--- Begin TEXT ---
# Spray foam insulation



## troyce1 (Oct 9, 2008)

We were going to install batt insulation ourselves, but got some prices for spray foam insulation as well in our third floor, which has vaulted cathedral ceilings. The cost of the batts would be about 700, the spray icynene foam is going to be about 1800. 

The installer would spray a 3 inch layer which would envelope the entire roof and the walls on eht 3rd floor. I know a majority of heat loss goes through the roof, I'm just trying to figure out the cost/benefit savings as well as increased comfort level.

Anyone have experience doing spray foam, or should we just put in batts ourselves?

I've read alot about the spray foam and everything seems to tout its benefits, no needed ventilation in roofs, much better air barrier, etc.

Thoughts?


----------



## Knucklez (Oct 21, 2007)

when price comparing you must also consider the R-value of the $700 worth of batts vs. R-value of 1800$ worth of spray foam. 

if it is the same or close, i'd just batt it myself because it is an attic. doesn't need to be pretty, doesn't need to hold moisture (like basement walls) if its a tiny bit more drafty, who cares its an attic with attic fans anyway.

my $0.02

Knucklez


----------



## PerpetuallyRepairing (Apr 7, 2008)

Spray foam has a lot of advantages for spraying under roof decks in cathedral ceilings. Go to buildingscience.com for info on it. Go to the dept of energy website for recommended insulation R value in your area.

Not sure where you live but it got quite pricey for me because I wanted to do R50 to prevent ice dams.


----------



## MackofCheez (Jan 26, 2009)

*Why Not Flash and Batt?*

Why not consider an inch or 2 of DIY closed cell spray foam and then putting in the fiberglass to build up to the r-value you want? That gets you all the benefits and probably saves a little money too. What's best is the spray foam seals out air, which will make the fiberglass insulation work alot better. According to www.sprayfoamdirect.com, no amount of fiberglass will ever seal out those air leaks.


----------



## PerpetuallyRepairing (Apr 7, 2008)

If you are in part of the country where you spend more time heating than cooling, spraying closed cell on the roof deck will put a vapor barrier on the cold side. Fiberglass doesn't act as a vapor barrier so you could get condensation on the inside surface of the spray foam. People do this but I wouldn't trust it until I saw some research saying you won't get into a condensing situation. Perhaps it would work with open cell as open cell is an air barrier but not a vapor barrier


----------



## jaros bros. (Jan 16, 2009)

There's nothing wrong with a vapor barrier on the cold side. You are allowed to do this, in warm or cold climates. What most people don't do is include enough insulation to get the wall assembly below the dewpoint on the exterior.

Josh Jaros


----------



## spraytight (Sep 10, 2009)

I think you might be able to get the sprayfoam job done for less then 1800. Submit a request for quote online and I'll get back to you in person: Sprayfoam Insulation.


----------



## FrancisABoyd (Mar 11, 2011)

We went with spray foam insulation too and saved some cash doing it ourselves.


----------



## jcrack_corn (Jun 21, 2008)

I strongly suggest the spray foam for cathedral ceilings. The cost is equivocal, here's why:

1.) The 3 inch quote is good, that is standard (minimum 3" gauranteed) - you get r-7 per inch so you will get at least r-21 (equal to a little more than the 2x6 batt insulation at r-19, which is not enough).

2.) They ALWAYS spray about 5-6 inches because it is easy and cheap for them to overspray rather than have to go back because of poorly filled areas...you will get r-28-42 probably in over 50% percent of the area.
--- End TEXT ---
--- Begin RAW RECORDS ---
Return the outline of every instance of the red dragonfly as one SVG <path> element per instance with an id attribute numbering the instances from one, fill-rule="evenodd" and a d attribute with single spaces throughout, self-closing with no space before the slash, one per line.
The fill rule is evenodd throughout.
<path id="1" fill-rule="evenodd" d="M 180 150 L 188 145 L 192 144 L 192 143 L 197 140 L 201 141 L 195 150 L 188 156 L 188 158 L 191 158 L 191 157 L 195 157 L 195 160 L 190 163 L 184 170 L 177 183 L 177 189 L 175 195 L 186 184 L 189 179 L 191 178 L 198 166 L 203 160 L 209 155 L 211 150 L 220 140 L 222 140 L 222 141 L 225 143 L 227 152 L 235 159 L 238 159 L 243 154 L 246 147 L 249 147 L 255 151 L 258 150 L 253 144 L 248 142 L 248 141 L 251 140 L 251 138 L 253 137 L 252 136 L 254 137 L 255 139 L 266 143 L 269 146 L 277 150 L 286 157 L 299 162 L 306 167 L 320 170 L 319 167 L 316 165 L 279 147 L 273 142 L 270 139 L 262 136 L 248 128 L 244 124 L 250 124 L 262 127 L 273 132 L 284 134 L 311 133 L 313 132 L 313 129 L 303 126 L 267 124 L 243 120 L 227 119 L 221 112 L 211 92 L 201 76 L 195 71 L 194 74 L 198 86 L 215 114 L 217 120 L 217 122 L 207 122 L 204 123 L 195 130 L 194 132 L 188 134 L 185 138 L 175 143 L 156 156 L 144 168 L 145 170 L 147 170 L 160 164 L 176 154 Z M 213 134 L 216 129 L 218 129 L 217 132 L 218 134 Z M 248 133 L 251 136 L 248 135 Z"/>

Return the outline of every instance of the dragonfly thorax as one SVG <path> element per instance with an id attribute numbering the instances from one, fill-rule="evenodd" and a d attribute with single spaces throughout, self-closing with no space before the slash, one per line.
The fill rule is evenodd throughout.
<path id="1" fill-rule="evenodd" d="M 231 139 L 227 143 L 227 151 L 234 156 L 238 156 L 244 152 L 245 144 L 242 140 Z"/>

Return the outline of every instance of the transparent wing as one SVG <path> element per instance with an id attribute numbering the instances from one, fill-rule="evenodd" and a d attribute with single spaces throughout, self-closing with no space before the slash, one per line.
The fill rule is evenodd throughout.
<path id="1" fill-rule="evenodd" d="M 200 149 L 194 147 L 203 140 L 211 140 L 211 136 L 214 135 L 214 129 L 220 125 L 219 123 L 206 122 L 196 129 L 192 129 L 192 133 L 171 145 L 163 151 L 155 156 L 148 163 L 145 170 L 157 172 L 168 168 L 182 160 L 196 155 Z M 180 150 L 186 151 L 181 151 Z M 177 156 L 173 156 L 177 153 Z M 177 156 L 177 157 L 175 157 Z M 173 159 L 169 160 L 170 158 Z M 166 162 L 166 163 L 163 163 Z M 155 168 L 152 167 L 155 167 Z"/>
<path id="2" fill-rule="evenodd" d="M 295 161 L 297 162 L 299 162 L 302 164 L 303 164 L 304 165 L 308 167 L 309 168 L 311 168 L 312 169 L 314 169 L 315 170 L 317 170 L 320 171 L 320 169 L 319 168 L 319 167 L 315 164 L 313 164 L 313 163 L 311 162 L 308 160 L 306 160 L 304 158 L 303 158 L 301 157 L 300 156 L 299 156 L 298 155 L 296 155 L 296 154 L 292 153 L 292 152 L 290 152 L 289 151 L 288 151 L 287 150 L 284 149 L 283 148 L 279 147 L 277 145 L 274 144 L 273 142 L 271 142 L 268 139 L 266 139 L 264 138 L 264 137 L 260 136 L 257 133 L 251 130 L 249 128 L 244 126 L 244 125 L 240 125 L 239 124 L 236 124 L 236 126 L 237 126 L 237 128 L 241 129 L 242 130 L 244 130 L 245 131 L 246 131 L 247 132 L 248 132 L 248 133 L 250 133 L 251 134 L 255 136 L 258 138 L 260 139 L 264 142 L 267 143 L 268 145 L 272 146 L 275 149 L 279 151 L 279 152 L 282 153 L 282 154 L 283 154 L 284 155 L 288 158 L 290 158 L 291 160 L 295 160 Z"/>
--- End RAW RECORDS ---
▸ INSTRUCTION
Copy again from the spray foam insulation thread the passage starting at "I've read alot" and ending at "attic fans anyway.".

▸ ANSWER TO THIS EXERCISE
I've read alot about the spray foam and everything seems to tout its benefits, no needed ventilation in roofs, much better air barrier, etc.

Thoughts?


----------



## Knucklez (Oct 21, 2007)

when price comparing you must also consider the R-value of the $700 worth of batts vs. R-value of 1800$ worth of spray foam. 

if it is the same or close, i'd just batt it myself because it is an attic. doesn't need to be pretty, doesn't need to hold moisture (like basement walls) if its a tiny bit more drafty, who cares its an attic with attic fans anyway.